**What to produce:** The answer should consist of each line from the data below that includes "vertical".

[Saved entries]

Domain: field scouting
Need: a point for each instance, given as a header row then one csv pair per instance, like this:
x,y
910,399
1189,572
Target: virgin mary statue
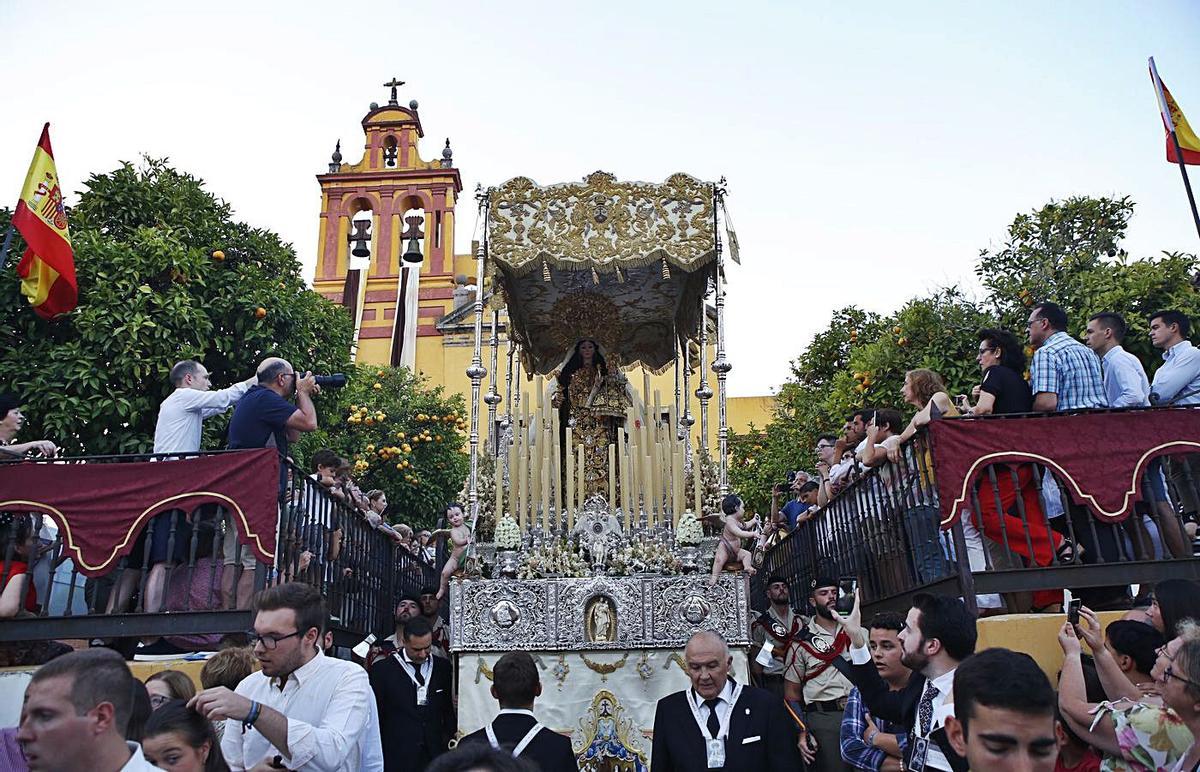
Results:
x,y
592,399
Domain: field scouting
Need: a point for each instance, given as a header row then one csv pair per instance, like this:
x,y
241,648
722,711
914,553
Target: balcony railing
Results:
x,y
213,516
1014,504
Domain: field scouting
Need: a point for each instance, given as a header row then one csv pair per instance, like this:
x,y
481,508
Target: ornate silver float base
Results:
x,y
595,612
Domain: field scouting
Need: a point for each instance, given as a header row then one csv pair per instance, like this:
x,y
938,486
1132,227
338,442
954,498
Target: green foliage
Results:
x,y
150,294
1066,251
405,438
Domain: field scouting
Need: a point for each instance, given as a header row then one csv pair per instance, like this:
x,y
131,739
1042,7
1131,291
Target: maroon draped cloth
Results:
x,y
1099,456
100,508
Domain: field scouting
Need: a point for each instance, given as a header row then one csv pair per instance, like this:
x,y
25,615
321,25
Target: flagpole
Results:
x,y
7,243
1175,142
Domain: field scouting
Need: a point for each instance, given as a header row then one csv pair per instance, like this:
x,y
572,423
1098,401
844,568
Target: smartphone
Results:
x,y
1073,610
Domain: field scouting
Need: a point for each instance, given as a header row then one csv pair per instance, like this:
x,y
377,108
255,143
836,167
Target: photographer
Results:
x,y
264,418
795,507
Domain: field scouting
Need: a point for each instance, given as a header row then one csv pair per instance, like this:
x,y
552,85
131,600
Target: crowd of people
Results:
x,y
897,692
180,557
1018,514
910,692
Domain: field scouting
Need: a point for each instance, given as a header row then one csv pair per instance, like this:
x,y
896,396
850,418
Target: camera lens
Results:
x,y
335,381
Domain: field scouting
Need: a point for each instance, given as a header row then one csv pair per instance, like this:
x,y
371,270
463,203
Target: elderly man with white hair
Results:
x,y
719,723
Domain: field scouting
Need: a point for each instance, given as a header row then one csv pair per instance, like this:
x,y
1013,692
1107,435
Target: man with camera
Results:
x,y
264,418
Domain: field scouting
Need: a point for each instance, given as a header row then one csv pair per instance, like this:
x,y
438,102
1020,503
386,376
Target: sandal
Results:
x,y
1068,552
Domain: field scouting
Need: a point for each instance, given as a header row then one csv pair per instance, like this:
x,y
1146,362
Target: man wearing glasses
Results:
x,y
264,418
303,710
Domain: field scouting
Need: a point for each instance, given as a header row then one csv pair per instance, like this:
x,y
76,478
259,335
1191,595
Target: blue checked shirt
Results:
x,y
1067,367
853,750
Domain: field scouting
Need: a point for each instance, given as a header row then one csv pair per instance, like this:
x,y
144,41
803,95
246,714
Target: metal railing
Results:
x,y
1021,533
189,579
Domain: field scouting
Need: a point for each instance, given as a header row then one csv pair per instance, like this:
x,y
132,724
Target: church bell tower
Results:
x,y
385,246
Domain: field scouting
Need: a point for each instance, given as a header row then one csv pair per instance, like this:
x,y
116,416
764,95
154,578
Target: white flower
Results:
x,y
689,531
508,533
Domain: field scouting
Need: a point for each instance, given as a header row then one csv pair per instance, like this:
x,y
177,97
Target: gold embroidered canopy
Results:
x,y
623,263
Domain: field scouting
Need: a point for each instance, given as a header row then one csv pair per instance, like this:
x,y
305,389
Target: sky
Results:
x,y
871,149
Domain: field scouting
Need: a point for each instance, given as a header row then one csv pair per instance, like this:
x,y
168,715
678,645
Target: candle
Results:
x,y
648,484
545,486
570,479
612,476
522,483
557,468
582,482
677,485
537,447
498,482
635,495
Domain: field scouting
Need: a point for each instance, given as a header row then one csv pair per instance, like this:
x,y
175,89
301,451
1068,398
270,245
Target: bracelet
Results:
x,y
251,717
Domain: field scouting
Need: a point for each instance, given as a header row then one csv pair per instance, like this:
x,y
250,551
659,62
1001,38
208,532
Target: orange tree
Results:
x,y
1067,251
165,274
403,437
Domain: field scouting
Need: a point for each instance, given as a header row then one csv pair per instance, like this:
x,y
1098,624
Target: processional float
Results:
x,y
597,540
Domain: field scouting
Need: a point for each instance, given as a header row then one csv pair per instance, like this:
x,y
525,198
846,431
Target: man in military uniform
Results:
x,y
773,633
811,680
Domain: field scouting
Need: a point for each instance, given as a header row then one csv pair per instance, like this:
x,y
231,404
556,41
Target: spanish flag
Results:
x,y
1175,121
47,270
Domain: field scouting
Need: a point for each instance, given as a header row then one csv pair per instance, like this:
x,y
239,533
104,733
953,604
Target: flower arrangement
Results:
x,y
508,533
643,557
689,532
556,558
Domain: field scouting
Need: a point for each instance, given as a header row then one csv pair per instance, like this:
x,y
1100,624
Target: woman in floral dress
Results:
x,y
1135,736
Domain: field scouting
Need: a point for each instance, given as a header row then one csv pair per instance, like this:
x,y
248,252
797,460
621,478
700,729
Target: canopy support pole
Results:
x,y
721,365
477,371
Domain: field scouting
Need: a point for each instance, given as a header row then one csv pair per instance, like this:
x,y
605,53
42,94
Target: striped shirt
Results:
x,y
1067,367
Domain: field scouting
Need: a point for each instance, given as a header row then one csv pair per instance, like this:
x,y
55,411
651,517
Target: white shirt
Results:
x,y
333,722
723,707
137,761
1125,379
1177,382
935,759
183,412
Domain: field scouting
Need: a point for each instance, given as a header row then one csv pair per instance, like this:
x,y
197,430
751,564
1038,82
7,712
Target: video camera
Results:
x,y
335,381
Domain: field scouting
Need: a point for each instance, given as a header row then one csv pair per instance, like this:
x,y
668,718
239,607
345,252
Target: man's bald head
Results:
x,y
708,662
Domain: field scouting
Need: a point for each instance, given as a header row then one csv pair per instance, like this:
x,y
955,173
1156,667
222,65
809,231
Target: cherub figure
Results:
x,y
460,537
729,546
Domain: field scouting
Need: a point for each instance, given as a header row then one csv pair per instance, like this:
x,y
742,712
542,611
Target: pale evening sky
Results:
x,y
871,149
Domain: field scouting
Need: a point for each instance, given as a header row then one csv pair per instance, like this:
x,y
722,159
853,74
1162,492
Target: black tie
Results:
x,y
714,724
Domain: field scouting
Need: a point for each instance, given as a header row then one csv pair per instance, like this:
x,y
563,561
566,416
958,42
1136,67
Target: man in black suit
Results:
x,y
413,690
718,723
939,633
515,684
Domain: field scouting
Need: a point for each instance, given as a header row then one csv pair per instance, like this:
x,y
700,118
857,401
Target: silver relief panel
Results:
x,y
598,612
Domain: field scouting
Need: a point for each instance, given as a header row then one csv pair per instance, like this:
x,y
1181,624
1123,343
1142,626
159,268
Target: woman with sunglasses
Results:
x,y
1144,735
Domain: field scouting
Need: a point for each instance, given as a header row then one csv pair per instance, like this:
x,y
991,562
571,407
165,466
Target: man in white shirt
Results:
x,y
1125,378
180,418
1127,386
303,710
939,634
76,712
1177,382
181,414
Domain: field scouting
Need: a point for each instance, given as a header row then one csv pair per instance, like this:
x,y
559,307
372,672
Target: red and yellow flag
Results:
x,y
1188,141
47,270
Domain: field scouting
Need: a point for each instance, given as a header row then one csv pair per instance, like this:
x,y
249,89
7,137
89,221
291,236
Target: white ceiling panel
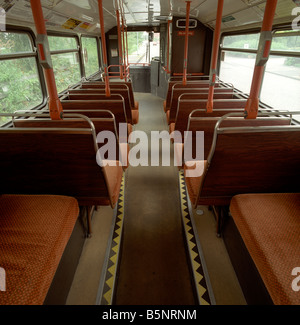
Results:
x,y
83,15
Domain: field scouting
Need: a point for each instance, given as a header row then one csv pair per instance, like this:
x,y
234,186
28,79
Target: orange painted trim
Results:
x,y
120,44
215,53
55,107
104,51
252,104
186,43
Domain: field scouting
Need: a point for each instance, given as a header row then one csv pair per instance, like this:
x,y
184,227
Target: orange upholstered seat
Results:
x,y
269,225
34,231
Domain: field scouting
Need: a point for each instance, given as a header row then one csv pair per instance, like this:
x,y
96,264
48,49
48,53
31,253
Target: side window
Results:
x,y
238,60
19,79
65,60
140,49
281,84
90,55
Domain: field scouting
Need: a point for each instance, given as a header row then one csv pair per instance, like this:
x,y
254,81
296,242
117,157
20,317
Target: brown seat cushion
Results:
x,y
270,227
34,231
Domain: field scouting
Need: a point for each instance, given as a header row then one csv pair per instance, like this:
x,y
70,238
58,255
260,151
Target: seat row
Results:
x,y
248,169
54,173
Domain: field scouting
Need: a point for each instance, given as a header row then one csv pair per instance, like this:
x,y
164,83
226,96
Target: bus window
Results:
x,y
282,77
19,79
238,60
140,49
281,84
65,60
248,41
90,55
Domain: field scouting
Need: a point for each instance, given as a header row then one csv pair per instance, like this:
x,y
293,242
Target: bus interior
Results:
x,y
150,152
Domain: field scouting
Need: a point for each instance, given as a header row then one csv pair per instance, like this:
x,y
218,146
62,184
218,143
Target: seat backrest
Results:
x,y
189,84
101,84
221,107
248,160
99,94
195,93
100,124
207,125
58,161
97,108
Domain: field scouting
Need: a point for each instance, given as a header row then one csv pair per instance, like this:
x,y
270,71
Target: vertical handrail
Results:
x,y
104,52
168,45
124,49
186,43
55,107
120,43
127,67
262,57
214,59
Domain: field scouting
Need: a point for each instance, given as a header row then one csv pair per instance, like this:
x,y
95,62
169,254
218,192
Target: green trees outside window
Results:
x,y
19,81
90,55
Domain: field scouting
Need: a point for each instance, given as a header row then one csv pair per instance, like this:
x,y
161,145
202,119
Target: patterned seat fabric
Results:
x,y
34,231
270,227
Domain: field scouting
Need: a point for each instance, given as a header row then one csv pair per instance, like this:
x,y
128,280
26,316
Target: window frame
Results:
x,y
276,28
98,53
23,55
78,51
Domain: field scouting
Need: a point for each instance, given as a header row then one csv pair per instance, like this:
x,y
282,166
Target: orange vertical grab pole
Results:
x,y
54,103
104,52
214,59
264,47
186,43
120,44
168,46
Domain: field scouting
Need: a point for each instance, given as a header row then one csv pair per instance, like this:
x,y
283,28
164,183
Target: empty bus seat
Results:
x,y
57,161
99,108
237,164
197,94
179,119
34,231
189,84
114,84
100,124
269,226
99,94
207,126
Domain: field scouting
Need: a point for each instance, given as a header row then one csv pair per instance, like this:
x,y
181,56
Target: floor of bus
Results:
x,y
154,265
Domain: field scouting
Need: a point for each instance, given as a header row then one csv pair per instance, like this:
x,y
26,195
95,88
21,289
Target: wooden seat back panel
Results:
x,y
124,85
115,106
83,94
262,162
207,125
52,162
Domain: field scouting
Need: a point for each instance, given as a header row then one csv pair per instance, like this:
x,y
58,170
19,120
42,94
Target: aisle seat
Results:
x,y
269,226
34,231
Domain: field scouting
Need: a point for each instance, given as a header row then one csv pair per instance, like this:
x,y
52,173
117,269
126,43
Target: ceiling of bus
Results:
x,y
83,15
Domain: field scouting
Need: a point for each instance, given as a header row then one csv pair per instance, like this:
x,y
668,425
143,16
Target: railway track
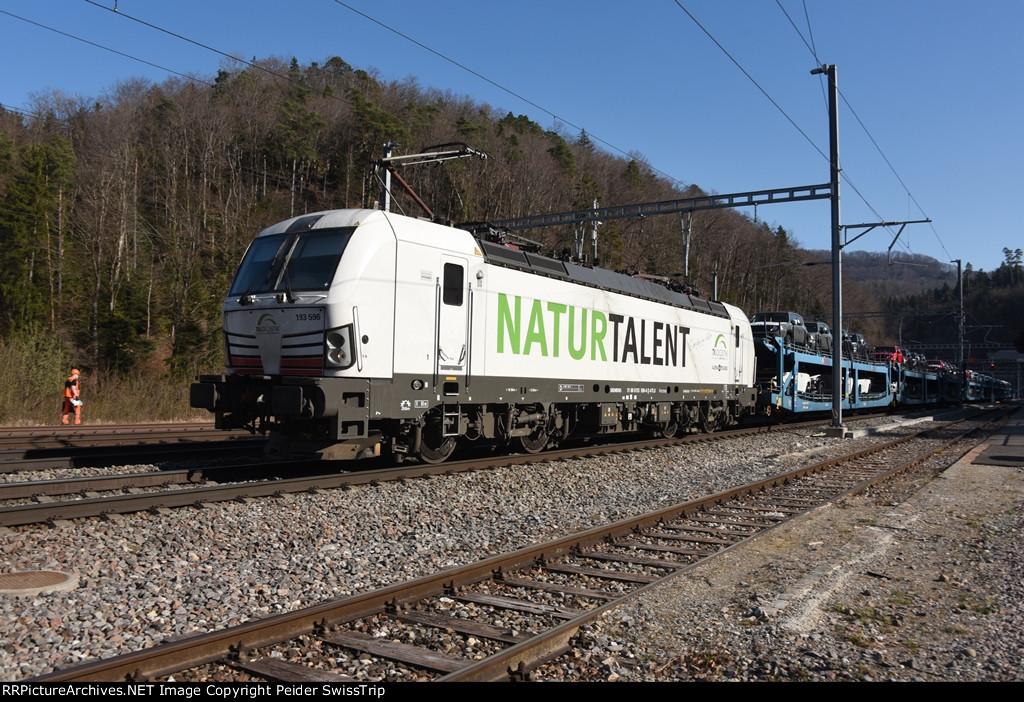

**Solution for this exercise:**
Target: vertical handrail
Target: orange vertical grab pole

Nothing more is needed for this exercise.